Work request: Set down, exactly as they stand, the lines from the one containing "the dog's eye" through the last line of the records below, leaving every picture out.

Provided information:
------------------------
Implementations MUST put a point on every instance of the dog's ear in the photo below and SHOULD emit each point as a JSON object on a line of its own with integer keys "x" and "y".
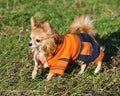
{"x": 34, "y": 23}
{"x": 47, "y": 27}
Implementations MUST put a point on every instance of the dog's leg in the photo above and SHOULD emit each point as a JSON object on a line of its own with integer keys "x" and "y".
{"x": 83, "y": 66}
{"x": 98, "y": 67}
{"x": 49, "y": 77}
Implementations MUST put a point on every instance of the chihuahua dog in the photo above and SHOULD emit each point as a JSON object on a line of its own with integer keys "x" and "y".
{"x": 55, "y": 51}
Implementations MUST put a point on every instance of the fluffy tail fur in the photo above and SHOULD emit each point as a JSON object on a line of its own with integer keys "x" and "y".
{"x": 84, "y": 24}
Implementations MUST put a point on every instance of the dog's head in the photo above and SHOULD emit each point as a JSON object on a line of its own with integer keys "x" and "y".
{"x": 39, "y": 33}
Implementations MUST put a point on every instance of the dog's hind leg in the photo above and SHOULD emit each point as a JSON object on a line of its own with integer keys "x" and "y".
{"x": 82, "y": 68}
{"x": 98, "y": 67}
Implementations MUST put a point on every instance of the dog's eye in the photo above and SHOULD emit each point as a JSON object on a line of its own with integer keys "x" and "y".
{"x": 37, "y": 40}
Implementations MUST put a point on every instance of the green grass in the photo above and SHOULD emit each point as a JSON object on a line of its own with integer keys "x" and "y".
{"x": 16, "y": 62}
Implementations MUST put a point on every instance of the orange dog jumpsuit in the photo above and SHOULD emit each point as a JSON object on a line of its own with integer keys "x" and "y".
{"x": 71, "y": 47}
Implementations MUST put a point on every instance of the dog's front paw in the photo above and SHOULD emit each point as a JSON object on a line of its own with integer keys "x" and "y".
{"x": 34, "y": 73}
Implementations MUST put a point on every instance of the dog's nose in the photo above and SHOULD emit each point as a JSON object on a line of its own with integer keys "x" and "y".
{"x": 30, "y": 44}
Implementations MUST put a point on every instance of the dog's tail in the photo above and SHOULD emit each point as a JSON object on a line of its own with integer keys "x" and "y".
{"x": 84, "y": 24}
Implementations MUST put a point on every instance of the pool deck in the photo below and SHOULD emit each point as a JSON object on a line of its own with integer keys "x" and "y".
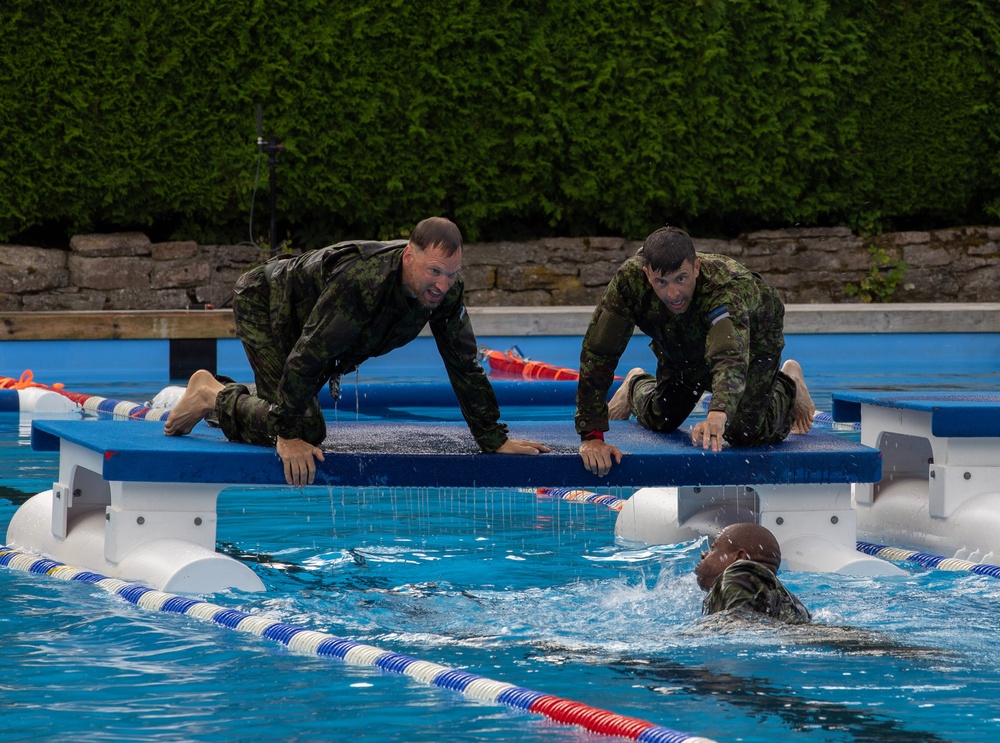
------------------------
Response to the task:
Implementations MUST put a point on every instance of the dog's eye in the photo above and SHOULD emit each point as a JSON object on a line of its own with integer keys "x" and "y".
{"x": 37, "y": 40}
Implementations MUST put a point on every instance of the green grass in the photo above and SHOULD emit each point as a JSON object on a line of its own with integer keys "x" and "y".
{"x": 16, "y": 62}
Implementations MUST put a point on every instance of the orange dog jumpsuit in the photo above and SHOULD emit each point as a JSON object on a line of its own with integer keys "x" and "y".
{"x": 71, "y": 47}
Implementations MUST put a point on every instance of the dog's front paw in the photo above and SHOULD emit each point as a JSON object on a line of its own with integer keys "x" and "y".
{"x": 34, "y": 73}
Implementations MUST put a point on every instance of the dog's nose in the photo above and SHOULD emit each point as a JSON object on a line of its own with integer keys "x" and "y".
{"x": 30, "y": 44}
Implementations MUST put a point on every instance of the dog's tail in the photo above and SHOULD emit each point as a JSON object on a line of its own with integer keys "x" and "y".
{"x": 84, "y": 24}
Implementations MUST put a point on every instance of the pool deck in the photo below and SHOULD emit each point as a JSON object on a line of its own with integer keys "x" and "y".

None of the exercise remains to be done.